Passage shown –
Full-Time Saving

(photo credit: Mathieu Turle/Unsplash)

Yes, yet another savings post, but this is where we’re at right now.

Although travel remains out of picture for the rest of this year, Brett and I have big plans for the future, and our Number One priority now is to save, save, save. We want to sock away as much as possible to not only cover setting off on our next big adventure but to have enough to get ourselves to YaYu’s graduation in the spring of next year and to Japan in the fall.

Back in 2017 and last year I posted the list below of ways to save for travel. Since Brett and I are once again back into savings mode big time we are following our own saving advice and it’s making a big difference. Besides getting YaYu through school, future travel is our priority now, and in spite of rising inflation we’ve made a game of seeing how much we can put away each month.

Here’s how things we’re doing currently are going (using our own savings tips). Even on a fixed income there are still ways to save if travel or something else is a priority:

  1. Set up a dedicated travel savings account, and start a monthly allotment to that account. We have gone over our budget with a fine-toothed comb and found ways we could cut back so we’ve been able to increase the amount that goes into this account. The current amount will increase again once we get YaYu’s final bill paid in December – just a few more months to go!

Dataset excerpts –
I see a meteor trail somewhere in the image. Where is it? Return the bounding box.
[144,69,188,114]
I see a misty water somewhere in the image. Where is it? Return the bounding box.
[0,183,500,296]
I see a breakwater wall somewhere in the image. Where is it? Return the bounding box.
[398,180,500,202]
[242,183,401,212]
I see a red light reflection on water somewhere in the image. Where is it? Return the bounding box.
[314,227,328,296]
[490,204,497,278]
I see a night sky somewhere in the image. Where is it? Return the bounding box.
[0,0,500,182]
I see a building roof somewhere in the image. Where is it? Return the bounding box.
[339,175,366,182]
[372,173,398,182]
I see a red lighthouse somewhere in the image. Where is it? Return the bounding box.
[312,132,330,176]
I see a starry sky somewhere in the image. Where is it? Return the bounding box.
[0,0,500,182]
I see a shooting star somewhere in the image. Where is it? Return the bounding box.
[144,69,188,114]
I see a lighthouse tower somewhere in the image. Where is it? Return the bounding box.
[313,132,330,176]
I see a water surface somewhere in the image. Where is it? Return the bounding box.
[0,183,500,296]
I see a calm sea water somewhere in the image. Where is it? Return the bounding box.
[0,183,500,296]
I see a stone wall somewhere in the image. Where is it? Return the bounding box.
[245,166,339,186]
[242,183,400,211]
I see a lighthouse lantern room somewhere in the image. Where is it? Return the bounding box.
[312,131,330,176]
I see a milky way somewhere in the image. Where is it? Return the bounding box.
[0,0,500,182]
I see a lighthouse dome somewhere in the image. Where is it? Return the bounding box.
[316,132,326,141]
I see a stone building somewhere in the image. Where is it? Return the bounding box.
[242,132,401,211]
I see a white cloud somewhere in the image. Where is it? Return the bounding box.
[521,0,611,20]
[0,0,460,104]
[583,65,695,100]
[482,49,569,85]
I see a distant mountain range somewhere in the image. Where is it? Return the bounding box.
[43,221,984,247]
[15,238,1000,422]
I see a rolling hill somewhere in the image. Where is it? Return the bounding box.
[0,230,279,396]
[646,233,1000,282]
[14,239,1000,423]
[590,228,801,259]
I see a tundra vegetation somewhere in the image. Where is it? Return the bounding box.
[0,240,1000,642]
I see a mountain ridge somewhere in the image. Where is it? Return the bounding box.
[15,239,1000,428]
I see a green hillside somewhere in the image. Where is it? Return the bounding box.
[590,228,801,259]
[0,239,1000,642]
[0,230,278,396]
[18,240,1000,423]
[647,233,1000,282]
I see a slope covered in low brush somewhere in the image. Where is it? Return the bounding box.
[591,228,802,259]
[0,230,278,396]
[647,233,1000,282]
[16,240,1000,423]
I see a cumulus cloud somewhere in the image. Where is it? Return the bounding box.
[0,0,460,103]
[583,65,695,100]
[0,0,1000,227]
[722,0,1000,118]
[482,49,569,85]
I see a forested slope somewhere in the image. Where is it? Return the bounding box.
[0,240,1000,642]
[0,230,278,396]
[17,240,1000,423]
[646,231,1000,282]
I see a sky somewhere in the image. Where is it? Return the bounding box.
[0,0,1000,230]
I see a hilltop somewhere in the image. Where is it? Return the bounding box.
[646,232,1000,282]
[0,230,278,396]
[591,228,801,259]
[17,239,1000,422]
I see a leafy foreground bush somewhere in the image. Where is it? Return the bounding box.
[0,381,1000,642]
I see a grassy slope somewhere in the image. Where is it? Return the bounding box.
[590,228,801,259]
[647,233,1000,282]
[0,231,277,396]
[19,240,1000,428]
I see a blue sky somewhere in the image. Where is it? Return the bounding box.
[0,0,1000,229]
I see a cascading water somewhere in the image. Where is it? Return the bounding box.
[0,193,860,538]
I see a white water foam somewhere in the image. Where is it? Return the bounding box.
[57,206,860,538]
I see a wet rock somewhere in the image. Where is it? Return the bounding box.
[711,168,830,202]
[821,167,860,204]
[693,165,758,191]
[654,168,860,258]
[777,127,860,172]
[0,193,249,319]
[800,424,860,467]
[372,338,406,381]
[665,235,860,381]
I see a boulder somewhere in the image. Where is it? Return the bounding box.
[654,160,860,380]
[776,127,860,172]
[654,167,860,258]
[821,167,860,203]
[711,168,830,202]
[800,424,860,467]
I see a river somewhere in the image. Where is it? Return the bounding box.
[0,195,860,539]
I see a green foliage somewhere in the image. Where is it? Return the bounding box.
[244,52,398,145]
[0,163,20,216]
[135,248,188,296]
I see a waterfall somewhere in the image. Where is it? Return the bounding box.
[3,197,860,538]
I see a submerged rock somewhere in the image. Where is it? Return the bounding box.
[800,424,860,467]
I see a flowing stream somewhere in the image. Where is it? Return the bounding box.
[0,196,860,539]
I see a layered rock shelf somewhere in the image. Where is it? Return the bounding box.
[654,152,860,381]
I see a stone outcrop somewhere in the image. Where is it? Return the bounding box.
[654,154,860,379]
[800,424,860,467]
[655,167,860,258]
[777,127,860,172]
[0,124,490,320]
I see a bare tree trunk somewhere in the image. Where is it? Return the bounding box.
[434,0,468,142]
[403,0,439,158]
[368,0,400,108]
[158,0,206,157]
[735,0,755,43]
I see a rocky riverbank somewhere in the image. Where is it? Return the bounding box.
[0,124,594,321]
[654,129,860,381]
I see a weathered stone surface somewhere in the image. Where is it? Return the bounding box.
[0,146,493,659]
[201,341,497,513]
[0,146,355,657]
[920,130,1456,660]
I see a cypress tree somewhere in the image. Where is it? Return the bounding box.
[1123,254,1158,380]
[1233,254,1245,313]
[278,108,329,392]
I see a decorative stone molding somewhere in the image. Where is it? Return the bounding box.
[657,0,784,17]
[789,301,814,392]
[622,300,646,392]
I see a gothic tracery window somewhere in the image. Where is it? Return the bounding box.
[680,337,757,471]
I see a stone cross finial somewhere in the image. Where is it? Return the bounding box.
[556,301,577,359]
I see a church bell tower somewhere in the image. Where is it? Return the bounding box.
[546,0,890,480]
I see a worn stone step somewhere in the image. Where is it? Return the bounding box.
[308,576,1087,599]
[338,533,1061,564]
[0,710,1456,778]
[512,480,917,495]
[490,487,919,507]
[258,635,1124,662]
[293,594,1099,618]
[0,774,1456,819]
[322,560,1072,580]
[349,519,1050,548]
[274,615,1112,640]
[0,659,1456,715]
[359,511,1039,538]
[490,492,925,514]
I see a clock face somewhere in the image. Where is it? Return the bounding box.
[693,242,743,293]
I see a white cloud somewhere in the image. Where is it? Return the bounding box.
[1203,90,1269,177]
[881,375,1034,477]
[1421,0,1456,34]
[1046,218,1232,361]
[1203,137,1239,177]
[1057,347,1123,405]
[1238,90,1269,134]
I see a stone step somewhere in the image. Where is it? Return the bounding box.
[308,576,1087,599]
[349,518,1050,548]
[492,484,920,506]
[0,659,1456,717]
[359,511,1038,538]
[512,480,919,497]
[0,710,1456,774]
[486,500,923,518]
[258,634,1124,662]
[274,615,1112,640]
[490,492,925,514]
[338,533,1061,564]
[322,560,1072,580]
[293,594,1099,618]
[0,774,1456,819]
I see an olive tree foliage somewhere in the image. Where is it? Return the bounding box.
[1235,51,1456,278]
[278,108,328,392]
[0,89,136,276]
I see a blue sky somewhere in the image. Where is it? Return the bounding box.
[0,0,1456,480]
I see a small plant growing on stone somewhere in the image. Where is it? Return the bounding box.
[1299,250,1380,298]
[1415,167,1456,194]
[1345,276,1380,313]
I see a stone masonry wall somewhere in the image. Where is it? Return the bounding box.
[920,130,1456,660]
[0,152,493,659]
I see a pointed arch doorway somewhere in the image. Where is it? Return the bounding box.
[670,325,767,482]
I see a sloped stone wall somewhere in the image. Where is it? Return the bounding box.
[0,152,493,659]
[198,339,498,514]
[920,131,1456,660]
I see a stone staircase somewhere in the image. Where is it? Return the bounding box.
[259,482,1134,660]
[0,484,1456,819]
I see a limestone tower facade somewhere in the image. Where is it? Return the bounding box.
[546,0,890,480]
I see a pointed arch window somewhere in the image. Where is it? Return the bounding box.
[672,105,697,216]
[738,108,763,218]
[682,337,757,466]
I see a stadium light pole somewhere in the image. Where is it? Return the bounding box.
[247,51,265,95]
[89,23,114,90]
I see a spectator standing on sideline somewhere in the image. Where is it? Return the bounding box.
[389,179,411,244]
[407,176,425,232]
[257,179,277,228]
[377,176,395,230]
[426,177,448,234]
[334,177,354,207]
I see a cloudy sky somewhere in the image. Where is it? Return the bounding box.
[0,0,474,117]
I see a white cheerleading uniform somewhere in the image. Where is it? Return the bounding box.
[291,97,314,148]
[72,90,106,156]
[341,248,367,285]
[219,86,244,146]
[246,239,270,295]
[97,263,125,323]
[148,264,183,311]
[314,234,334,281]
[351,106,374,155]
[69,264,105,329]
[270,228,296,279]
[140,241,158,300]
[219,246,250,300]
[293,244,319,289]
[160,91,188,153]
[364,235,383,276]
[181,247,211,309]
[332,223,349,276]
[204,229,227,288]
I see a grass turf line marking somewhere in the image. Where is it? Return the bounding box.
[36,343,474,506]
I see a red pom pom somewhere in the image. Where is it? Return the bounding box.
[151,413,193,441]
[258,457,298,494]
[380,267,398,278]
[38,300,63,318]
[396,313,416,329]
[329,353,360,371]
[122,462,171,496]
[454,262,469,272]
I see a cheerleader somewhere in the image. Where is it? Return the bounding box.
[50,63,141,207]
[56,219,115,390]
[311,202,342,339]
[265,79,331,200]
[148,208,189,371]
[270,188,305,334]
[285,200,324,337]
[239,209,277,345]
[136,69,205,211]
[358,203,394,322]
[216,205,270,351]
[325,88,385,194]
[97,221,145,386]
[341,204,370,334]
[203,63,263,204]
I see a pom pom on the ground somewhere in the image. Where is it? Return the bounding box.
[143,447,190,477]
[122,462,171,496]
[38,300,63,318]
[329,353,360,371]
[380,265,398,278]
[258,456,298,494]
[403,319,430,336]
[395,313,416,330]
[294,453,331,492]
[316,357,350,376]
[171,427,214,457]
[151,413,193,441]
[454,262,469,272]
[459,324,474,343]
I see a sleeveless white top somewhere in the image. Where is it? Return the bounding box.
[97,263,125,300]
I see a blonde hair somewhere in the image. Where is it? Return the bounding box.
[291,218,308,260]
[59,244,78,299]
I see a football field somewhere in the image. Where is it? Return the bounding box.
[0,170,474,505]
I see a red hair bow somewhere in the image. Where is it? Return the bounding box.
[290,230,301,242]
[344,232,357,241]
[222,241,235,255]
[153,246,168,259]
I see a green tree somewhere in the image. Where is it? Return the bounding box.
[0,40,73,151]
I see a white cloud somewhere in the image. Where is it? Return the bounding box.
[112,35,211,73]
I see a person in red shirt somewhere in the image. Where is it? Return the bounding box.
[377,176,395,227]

Tasks to complete –
**1)** From the savings post, list everything the writers say they are saving money to pay for.
**2)** According to the savings post, what will let the monthly amount going into the travel savings account increase again?
**3)** Resume the savings post from its last sentence.

Response list –
**1)**
- Setting off on their next big adventure
- Getting themselves to YaYu's graduation in the spring of next year
- Getting to Japan in the fall

**2)** Paying YaYu's final bill in December.

**3)**
  2. Save on regular budget categories, and then put the difference into travel savings. We do this every month, although it’s not easy lately with prices creeping up everywhere. One way we’re saving this way is rather than filling the tank when he goes for gasoline, Brett stops at a present amount about $7 under what a full tank would cost. The amount nearly fills the tank and seems to be enough for now to cover our driving. The extra $7 goes into our savings.
  3. Do a “no-spend” week, or month, and deposit all usual discretionary spending amounts into your savings. We have a full-time needs over wants mindset and do very little spending outside of fulfilling our needs. We have almost no discretionary spending, and what we do have is planned. Every week is pretty much a no-spend week, and almost all spending we do is planned in advance.
  4. Save change and $1 bills. Saving $1 bills and change is a habit for us now, but we are not shopping much these days and are putting away less than we used to. Only one store, Safeway, now lets us round up to the nearest $5, and we rarely shop there. The goal these days is to put away at least $300 per year. It’s not much, but like everything else, it helps. We have compared this to using a cash back credit card, and this method provides more savings.
  5. Recognize needs versus wants. We’ve got this down.
  6. Dedicate all refunds, rebates and gifts to travel savings. We don’t get many rebates/refunds now, but they still all go into the travel savings account when they do show up, like our Costco rebate last February. Once a year two of our three daughters refund us the cost of keeping them on our phone plan; next year all three will be sending us an annual payment.
  7. Get a travel rewards credit card. We use our rewards card to buy groceries and then pay the card balance immediately. It’s not a lot, but again, it adds up.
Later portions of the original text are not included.